▼
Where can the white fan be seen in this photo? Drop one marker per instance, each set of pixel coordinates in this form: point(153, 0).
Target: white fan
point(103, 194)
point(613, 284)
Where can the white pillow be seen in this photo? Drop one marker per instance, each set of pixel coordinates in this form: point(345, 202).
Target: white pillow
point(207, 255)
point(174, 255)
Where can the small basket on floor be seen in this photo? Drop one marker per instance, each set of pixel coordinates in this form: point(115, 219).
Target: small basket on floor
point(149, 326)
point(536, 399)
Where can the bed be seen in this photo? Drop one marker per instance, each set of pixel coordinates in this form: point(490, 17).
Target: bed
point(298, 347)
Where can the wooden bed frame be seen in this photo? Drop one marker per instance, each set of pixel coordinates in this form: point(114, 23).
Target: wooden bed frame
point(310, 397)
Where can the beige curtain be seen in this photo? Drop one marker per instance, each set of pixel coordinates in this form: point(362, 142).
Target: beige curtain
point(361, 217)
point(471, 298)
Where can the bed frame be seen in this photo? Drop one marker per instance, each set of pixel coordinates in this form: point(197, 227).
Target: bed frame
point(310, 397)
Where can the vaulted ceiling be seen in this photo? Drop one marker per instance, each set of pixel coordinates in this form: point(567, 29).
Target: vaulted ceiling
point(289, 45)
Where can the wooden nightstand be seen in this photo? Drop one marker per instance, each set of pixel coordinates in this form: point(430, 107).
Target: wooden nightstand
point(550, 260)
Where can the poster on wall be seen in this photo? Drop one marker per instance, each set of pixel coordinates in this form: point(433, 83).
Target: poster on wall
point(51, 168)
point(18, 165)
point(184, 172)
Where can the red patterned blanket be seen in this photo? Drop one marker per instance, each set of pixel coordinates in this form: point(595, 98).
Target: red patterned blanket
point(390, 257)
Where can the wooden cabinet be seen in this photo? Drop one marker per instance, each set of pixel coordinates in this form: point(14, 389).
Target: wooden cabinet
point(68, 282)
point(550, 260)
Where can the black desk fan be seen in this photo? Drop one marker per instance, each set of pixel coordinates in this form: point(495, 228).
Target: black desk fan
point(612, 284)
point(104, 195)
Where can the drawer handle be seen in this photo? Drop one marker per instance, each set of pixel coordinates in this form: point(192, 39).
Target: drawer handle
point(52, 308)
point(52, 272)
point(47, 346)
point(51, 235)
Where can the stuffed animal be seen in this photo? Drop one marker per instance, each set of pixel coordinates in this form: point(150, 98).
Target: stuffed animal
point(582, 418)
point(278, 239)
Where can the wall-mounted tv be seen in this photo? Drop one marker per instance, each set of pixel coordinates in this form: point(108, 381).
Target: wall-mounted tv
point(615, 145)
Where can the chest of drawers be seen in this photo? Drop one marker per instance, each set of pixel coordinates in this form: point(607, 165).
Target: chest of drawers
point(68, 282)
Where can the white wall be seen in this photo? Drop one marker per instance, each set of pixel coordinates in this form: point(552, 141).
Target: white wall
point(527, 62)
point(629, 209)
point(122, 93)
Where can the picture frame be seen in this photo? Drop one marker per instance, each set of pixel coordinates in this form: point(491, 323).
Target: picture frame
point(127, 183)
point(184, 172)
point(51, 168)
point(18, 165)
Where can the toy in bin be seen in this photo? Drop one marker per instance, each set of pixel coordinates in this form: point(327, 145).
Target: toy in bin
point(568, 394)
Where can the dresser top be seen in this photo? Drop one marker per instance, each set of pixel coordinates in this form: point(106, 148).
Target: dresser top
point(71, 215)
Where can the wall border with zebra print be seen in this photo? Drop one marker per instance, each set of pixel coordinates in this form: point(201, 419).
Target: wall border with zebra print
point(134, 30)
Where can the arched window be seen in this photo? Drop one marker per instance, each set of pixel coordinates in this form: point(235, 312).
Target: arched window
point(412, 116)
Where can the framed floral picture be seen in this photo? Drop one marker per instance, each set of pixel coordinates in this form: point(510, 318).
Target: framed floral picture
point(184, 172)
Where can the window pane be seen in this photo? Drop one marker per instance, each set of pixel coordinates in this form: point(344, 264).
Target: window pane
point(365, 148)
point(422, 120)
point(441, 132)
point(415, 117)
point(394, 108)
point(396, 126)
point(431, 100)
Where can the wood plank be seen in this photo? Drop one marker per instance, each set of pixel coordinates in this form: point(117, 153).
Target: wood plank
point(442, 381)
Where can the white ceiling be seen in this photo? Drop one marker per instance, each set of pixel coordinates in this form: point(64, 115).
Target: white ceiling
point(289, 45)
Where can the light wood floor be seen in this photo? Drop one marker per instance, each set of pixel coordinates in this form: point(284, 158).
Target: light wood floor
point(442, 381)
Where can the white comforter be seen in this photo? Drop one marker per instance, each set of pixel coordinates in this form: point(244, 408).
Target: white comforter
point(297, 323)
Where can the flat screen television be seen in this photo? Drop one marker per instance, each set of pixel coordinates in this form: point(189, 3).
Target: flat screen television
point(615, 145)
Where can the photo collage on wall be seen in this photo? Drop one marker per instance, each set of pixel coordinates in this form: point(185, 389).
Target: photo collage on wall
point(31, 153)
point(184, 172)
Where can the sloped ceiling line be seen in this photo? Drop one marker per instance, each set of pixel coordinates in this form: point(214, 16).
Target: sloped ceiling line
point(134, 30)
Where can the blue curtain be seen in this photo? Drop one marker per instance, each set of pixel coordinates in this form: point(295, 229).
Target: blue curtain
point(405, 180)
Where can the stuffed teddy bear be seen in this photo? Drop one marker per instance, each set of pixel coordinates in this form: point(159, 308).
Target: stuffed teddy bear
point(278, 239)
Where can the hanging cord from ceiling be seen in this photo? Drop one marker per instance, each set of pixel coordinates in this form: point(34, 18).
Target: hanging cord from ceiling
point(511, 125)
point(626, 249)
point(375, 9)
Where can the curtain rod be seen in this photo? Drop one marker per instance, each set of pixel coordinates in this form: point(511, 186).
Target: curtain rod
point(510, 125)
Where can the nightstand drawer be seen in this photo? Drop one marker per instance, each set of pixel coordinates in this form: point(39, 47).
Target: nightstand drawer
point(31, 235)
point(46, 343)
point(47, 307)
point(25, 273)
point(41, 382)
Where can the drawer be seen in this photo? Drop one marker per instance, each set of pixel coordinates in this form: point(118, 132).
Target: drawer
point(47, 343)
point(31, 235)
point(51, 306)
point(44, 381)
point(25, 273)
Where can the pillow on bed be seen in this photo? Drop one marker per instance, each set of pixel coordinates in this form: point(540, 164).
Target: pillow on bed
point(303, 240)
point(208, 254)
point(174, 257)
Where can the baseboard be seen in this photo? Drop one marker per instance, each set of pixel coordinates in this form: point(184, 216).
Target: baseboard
▲
### GIVEN REQUEST
Copy the entire listing above without changing a single character.

### OUTPUT OF THE TASK
Where can the white fan be seen in this photo? Drop one marker per instance, each set of pixel coordinates in this form: point(153, 0).
Target: white fan
point(103, 194)
point(613, 284)
Where can the white pillow be seen in this photo? Drop one marker per instance, each set of pixel coordinates in this form: point(345, 202).
Target: white pillow
point(207, 255)
point(174, 255)
Where can the small basket on floor be seen in this photo? Drop one marker per instance, each set of pixel coordinates in this form: point(115, 219).
Target: small basket on floor
point(149, 326)
point(536, 399)
Where can the bed be seen in this photo? Drop one marker per instance, each set of pixel coordinates in this form: point(490, 17).
Target: bed
point(298, 347)
Where can the wooden bed frame be seen in this photo? Drop one marker per instance, each set of pixel coordinates in this form: point(114, 23).
Target: wooden bed frame
point(310, 397)
Where can the beige curtain be seen in this photo? Drop one marker per instance, each set of pixel coordinates in this form: point(362, 142).
Target: beige curtain
point(361, 217)
point(471, 298)
Where can the bed frame be seen in this photo? Drop one marker per instance, each set of pixel coordinates in this form: point(197, 227).
Target: bed frame
point(310, 397)
Where can the vaulted ceiling be seen in this photo? Drop one marker per instance, each set of pixel coordinates in this form: point(567, 29).
Target: vaulted ceiling
point(289, 45)
Where can the wooden nightstand be seen in this photo? Drop one marker per instance, each set of pixel coordinates in this form: point(430, 107).
Target: wooden nightstand
point(550, 260)
Where can the poster on wall be seen in this photo? Drop one marker per instance, each set of pixel coordinates in this form: point(433, 83).
Target: poster on wall
point(51, 168)
point(18, 165)
point(184, 172)
Where can the red patterned blanket be seen in this photo? Drop one marker per instance, each set of pixel coordinates in this form: point(595, 98).
Target: red patterned blanket
point(390, 257)
Where can the wooden cabinet be seen in this photo? Drop one marker per instance, each set of pixel coordinates in this form: point(14, 389).
Target: wooden cabinet
point(68, 282)
point(550, 260)
Where can the black desk fan be seen in this photo? Drop one marker per instance, each set of pixel coordinates in this form: point(495, 228).
Target: black desk fan
point(612, 284)
point(104, 195)
Where can the drawer handle be seen in this photo? Drop one marker per instance, each set of pixel coordinates in this form: point(192, 39).
Target: drawer handle
point(52, 308)
point(52, 272)
point(47, 346)
point(51, 235)
Where can the stuffed animal be seen in this photo? Drop one marker per instance, each set of pixel coordinates in this form: point(150, 98).
Target: stuffed animal
point(582, 418)
point(278, 239)
Where can the wall-mounted tv be seen in this photo? Drop one marker per instance, each set of pixel coordinates in this form: point(108, 381).
Target: wall-mounted tv
point(615, 145)
Where can the chest of drawers be seen in this photo? Drop one marker per instance, each set of pixel coordinates in this form: point(607, 165).
Target: chest of drawers
point(68, 282)
Where can the white wall be seen in this photo? Drop one marker per instance, each set of pixel coordinates in this form: point(552, 141).
Target: white wall
point(527, 62)
point(629, 209)
point(122, 93)
Where can the picture frame be seen in this photo? Drop one marker per instance, each set of pixel coordinates in this form: point(491, 323).
Target: picture frame
point(127, 183)
point(184, 172)
point(51, 168)
point(18, 165)
Where can the toy in bin be seen in this photo? Drop one marker per instance, each set of pixel coordinates in this form: point(327, 145).
Target: toy in bin
point(568, 394)
Where can the dresser top be seen in this photo? Drop one marker per instance, each set of pixel coordinates in this form: point(106, 148).
Target: dresser top
point(71, 215)
Where can the wall border with zebra print be seen in this photo? Drop one marker per instance, each set of pixel coordinates in this form: point(201, 419).
Target: wall border with zebra print
point(134, 30)
Where can the arched window be seen in this photo? Drop one marker per instance, each set of pixel coordinates in this form: point(235, 312).
Target: arched window
point(412, 116)
Where can the framed floral picture be seen in this photo? Drop one marker per instance, each set of pixel coordinates in this form: point(510, 318).
Target: framed floral picture
point(184, 172)
Where can the window pane be seen in this photo? Drop one marker per instance, each set of pixel coordinates in this form: point(344, 264).
Target: window pane
point(365, 148)
point(422, 120)
point(441, 132)
point(415, 117)
point(394, 108)
point(396, 126)
point(431, 100)
Where can the wood plank be seen in this photo? Drop one marker per instance, each set of pixel coordinates in this form: point(117, 153).
Target: wood plank
point(442, 381)
Where can the white ceiling be seen in this photo? Drop one marker per instance, each set of pixel coordinates in this form: point(64, 115).
Target: white ceiling
point(289, 45)
Where can the light wood floor be seen in this photo? Drop one marker per instance, each set of pixel coordinates in this form: point(284, 158).
Target: light wood floor
point(442, 381)
Where can the white comforter be seen in this photo? Drop one marker per instance, each set of pixel coordinates in this form: point(244, 408).
Target: white comforter
point(297, 323)
Where can the flat screen television be seen in this photo? Drop one marker per instance, each set of pixel coordinates in this form: point(189, 3).
Target: flat screen television
point(615, 145)
Where can the photo collage on wall be seen in this photo? Drop one marker per instance, each set of pixel coordinates in this form: point(185, 389).
Target: photo collage on wall
point(31, 153)
point(184, 172)
Where can the sloped ceiling line be seen in this photo? Drop one marker per instance, each set of pixel coordinates in this form: point(214, 16).
Target: sloped ceiling line
point(134, 30)
Where can the blue curtain be seen in this photo? Drop one marker per instance, each set of pixel coordinates in this form: point(295, 229).
Target: blue curtain
point(405, 180)
Where can the stuffed teddy bear be seen in this photo? Drop one marker per instance, each set of pixel coordinates in this form: point(159, 308).
Target: stuffed teddy bear
point(278, 239)
Where can the hanging cord from ceiling be seen in this photo? Drop one marker per instance, each set of pixel coordinates in this form: point(34, 18).
Target: hanging cord from ceiling
point(511, 125)
point(626, 249)
point(375, 9)
Where can the curtain rod be seen in this photo? Drop one marker per instance, each set of pixel coordinates in this form: point(511, 186).
Target: curtain rod
point(510, 125)
Where can the nightstand drawer be seen in this photo? Drop one marker per instance, each set of pixel coordinates in this form: point(39, 47).
Target: nightstand drawer
point(31, 235)
point(46, 343)
point(47, 307)
point(25, 273)
point(41, 382)
Where can the drawer be seen in this photo? Drop one marker per instance, each set of pixel coordinates in this form: point(118, 132).
Target: drawer
point(47, 343)
point(31, 235)
point(51, 306)
point(44, 381)
point(25, 273)
Where can the pillow on bed be seen in this photo? Drop one marker per instance, each set of pixel coordinates in this form: point(540, 164).
Target: pillow on bed
point(303, 240)
point(208, 254)
point(174, 257)
Where can the baseboard be seen in this photo? Drop one marker per instance, each set of pixel coordinates in this form: point(184, 216).
Target: baseboard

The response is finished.